This task requires every entry to be set down again exactly.

Segment Start: RECORDS SUPPLIED

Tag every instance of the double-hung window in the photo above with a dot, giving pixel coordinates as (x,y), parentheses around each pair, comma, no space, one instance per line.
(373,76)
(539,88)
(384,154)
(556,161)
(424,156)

Segment End: RECORDS SUPPLIED

● **OUTPUT FOR THIS TASK**
Tag every instance of the double-hung window in the photo above with a dot, giving pixel coordinates as (x,y), parentheses around each pair, comma, no space, one instance per line.
(373,76)
(539,88)
(384,154)
(556,161)
(424,156)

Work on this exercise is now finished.